In the records below, replace every "nostril" with "muzzle" and leave everything else as it is.

◆ EXTRACTED INFORMATION ◆

********************

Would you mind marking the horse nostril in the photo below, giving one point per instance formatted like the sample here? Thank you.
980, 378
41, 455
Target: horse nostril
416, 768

********************

◆ THE RESPONSE ◆
Would you mind marking the horse muzzle in the photo below, giving one point per instance formatted like the sample here? Thank you.
980, 378
41, 455
Target: horse muzzle
416, 768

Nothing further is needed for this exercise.